SOURCE DOCUMENT:

Word Predictor Application

Caio Miyashiro
12/06/2014

An application to predict the next word given the previous ones

Algorithm Description

In previous analysis[1], we preprocessed and analyzed a corpus consisting of 3 datasets. From there, it was decided to keep a subset of the corpus and work with a n-gram algorithm classification.

We used 50.000 sentences from each dataset and created 4 matrices, for 1 to 4 gram sentences. The value of each n-gram matrix was consisted of n-1 words, and the name of the index was the last word.

[1] http://rpubs.com/caiomiyashiro/dataScienceCaps0/

Algorith Description II

Efficiency Concerns

Due to RAM limitations, we kept only the n-grams with a frequency bigger than a specified value, in this case > 5.

Word Prediction

Given a phrase, the algorithm search for a possible word (at the index name) in the 4-gram matrix. If no prediction is found, the algorithm rollback and search in the 3-gram matrix and so on, until the 1-gram matrix. In this situation, we can not decide which is the next word, so we use a string similarity algorithm [2] to try to correct any misspelling in the last word.

RECORDS:
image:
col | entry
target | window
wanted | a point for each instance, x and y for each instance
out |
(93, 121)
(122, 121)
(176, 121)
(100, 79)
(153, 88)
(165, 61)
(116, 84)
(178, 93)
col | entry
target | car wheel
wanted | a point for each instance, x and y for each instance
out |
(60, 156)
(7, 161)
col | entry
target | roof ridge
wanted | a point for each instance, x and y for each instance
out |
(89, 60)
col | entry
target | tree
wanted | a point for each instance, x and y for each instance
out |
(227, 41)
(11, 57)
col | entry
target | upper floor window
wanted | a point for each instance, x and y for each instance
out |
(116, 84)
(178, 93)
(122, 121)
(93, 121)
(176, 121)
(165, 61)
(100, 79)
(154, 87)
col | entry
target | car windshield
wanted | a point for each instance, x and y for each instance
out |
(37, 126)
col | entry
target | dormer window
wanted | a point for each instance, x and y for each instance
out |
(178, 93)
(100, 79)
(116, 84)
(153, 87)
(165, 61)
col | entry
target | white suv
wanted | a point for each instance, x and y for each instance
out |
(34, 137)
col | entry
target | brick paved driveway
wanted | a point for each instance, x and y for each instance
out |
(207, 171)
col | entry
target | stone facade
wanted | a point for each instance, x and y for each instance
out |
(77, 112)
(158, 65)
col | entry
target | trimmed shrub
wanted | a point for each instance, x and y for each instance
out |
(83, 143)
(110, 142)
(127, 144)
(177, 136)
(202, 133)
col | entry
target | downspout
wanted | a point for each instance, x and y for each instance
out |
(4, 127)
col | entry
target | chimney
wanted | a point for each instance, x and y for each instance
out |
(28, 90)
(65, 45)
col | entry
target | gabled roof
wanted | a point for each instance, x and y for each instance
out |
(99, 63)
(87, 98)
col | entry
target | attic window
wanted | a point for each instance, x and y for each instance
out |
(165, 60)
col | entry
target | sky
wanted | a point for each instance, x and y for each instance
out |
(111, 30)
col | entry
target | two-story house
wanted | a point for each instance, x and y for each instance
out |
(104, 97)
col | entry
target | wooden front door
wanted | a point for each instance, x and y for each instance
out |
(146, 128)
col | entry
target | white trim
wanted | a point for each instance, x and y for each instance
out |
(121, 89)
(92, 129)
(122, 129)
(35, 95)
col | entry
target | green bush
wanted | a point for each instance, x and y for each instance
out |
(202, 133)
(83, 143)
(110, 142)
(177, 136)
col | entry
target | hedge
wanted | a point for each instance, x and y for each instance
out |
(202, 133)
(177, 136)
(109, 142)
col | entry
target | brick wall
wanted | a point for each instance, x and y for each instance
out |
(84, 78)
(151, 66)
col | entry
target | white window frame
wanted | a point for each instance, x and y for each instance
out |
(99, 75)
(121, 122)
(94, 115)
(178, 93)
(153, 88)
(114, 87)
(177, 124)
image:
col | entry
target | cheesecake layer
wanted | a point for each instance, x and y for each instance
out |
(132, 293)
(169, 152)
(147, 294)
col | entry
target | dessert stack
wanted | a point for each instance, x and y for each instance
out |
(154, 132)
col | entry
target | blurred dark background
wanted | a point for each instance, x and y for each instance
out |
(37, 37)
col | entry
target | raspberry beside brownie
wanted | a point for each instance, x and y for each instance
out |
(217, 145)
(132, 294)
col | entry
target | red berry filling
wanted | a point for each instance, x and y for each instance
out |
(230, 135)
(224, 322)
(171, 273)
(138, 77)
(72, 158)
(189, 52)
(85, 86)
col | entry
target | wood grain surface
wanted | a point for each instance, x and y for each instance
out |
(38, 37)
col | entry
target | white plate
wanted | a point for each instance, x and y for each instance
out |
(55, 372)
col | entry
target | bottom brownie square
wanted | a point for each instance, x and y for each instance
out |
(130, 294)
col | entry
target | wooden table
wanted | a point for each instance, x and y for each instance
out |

TASK LIST:
[1] List the n-gram matrices built for the word predictor application, in the order its prediction step searches them.
[2] Continue the word predictor application description from its last sentence.

RESULTS OF THE EXERCISE:
[1]
4-gram matrix
3-gram matrix
2-gram matrix
1-gram matrix

[2]
[2] http://www.r-bloggers.com/the-stringdist-package/

Shiny App

A practical application can be seen in this shiny page [3]. At the left there is a text input, where the user can enter with a sentence without the last word. After he presses the submit button, the algorithm will find the 3 most probable words that fits the phrase. If the algorithm does not find until the 1-gram analysis, it will predict 1 word only, verifying possible misspellings in the last word.

An example: For “You're the reason why I smile everyday. Can you follow me please? It would mean the”, the algorithm correctly predicts the word “world”.

[3] http://caiomiyashiro.shinyapps.io/CapstoneShiny/

Final Considerations

Learning NLP from its basis was challenging and fun. And puting all the specialization knowledge together in one last project was really exciting.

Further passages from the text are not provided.